Document section:
I am currently reading up on operads and am more than confused about the Stasheff operad. It is completely unplausible that I am the first student, who feels this way, so I hope to find a reference explaining to me the following questions in detail.
The $n$-th Stasheff Polytope $K_n$ (aka associahedron) is
- "the convex polytope with one vertex for each way of inserting parantheses into $n$ letters"
- or "the convex polytope with one vertex for each regular triangulation of a regular $n$-gon $C_n \subseteq \mathbb{R}^2$"
- or "the convex polytope with one vertex for each binary rooted trees with $n$ leafs".
Intuitively clear, but not formal. In line with the second reformulation, the construction of the space $K_n$ as secondary polytope makes the most sense to me, since it is easy to verify that a (continuous) section of the canonical morphism $\Delta^{n-1}\rightarrow C_n, e_i \mapsto v_i$ amounts to a triangulation of $C_n$ (more details on this construction here). Assuming a convenient category of spaces in the background, there already is a space of such sections. So how do we motivate taking the barycenters of sections (a posteriori this somehow gives us a convex subset of $\mathbb R^n$, but a priory it is not clear to me, why this is the canonical thing to do)?
Why is it clear from this description that $K_n$ always has dimension $n-2$?
Most sources I could find just state that the family $(K_n)_n$ of associahedra assemble into a non-symmetric operad. If I am not mistaken, one should specify a bit more than the objects to define an operad. The most detailed description I could find was MSS - Operads in Algebra, Topology and Physics section 1.6, where they claim without proof that
- the $d$-dimensional cells of $K_n$ are of the form $\prod_{i=1}^k K_{n_i}$, where $d=n_1 + ... + n_k -2k$
- the facets (i.e. cells of codimension 1, i.e. cells of dimension $n-3$) are of the form $K_r \times K_s$ with $r+s=n+1$
Again, why is that clear? How do we obtain these facet-embeddings from above description? The operad structure then is given by defining the circle products $\circ_i: K_r \times K_s \subseteq K_{r+s-1}$, which somehow suffices to define the whole operad structure. (I still have to read up on that last part. It seems plausible that this suffices, the only thing worrying me, is that I read somewhere that you cannot always define an operad in this way...)
If I am not mistaken, most definitions (wikipedia, nlab) of an operad involve a unit, i.e. contain a choice of element $1 \in \mathcal{O}(1)$ satisfying unitality conditions. I have the wild guess that also the definition of an operad as a monoid involves a unit. Problem is: some sources say that the Stasheff operad is non-unital i.e. doesn't have a unit. (I mean, fair, if one doesn't specify any structure whatsoever, in particular no unit is given, making it canonically non-unital by omission...). This leads to the question, if I define operads to always be unital, is the Stasheff operad even an operad? Or can I at least make it unital?
Remarks
I don't really care, whether the $K_n$ is a convex polytope or not, for my purposes it would suffice to have an explicit CW-complex of the right dimension. I've heard that you can describe $K_n$ as the space of weighted planar embedded rooted trees with $n$ leafs, where you weight the inner edges by values in the range $[0,1]$. I could not find it in the literature and am unsure, how the topology is defined explicitly. It would clear up points 2. and 3. however, by counting inner edges and grafting trees onto each other.
The name Stasheff operad is probably non-standard, but to be honest I don't know a better name. This link is related to my question, but doesn't answer it.

Raw data:
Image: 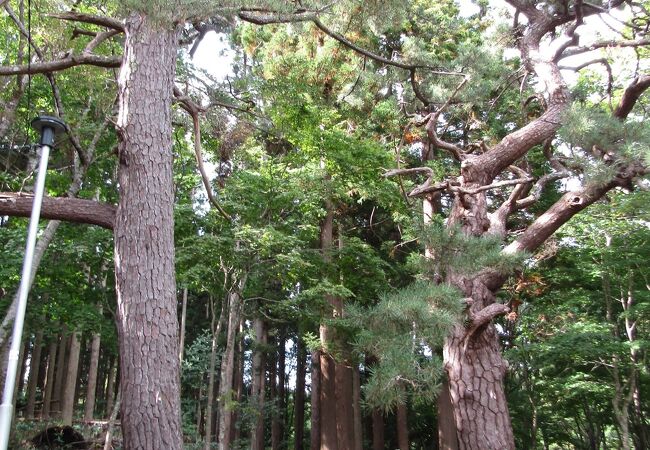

Required action 1:
The forum post on the Stasheff operad gives several descriptions of the polytope $K_n$, each matching its vertices to a different kind of thing. List what one vertex stands for in each description.
Required action 2:
Duplicate word for word the part of the forum post on the Stasheff operad from "Intuitively clear, but" to "thing to do)?".

Written reply 1:
- "each way of inserting parantheses into $n$ letters"
- "each regular triangulation of a regular $n$-gon $C_n \subseteq \mathbb{R}^2$"
- "each binary rooted trees with $n$ leafs"

Written reply 2:
Intuitively clear, but not formal. In line with the second reformulation, the construction of the space $K_n$ as secondary polytope makes the most sense to me, since it is easy to verify that a (continuous) section of the canonical morphism $\Delta^{n-1}\rightarrow C_n, e_i \mapsto v_i$ amounts to a triangulation of $C_n$ (more details on this construction here). Assuming a convenient category of spaces in the background, there already is a space of such sections. So how do we motivate taking the barycenters of sections (a posteriori this somehow gives us a convex subset of $\mathbb R^n$, but a priory it is not clear to me, why this is the canonical thing to do)?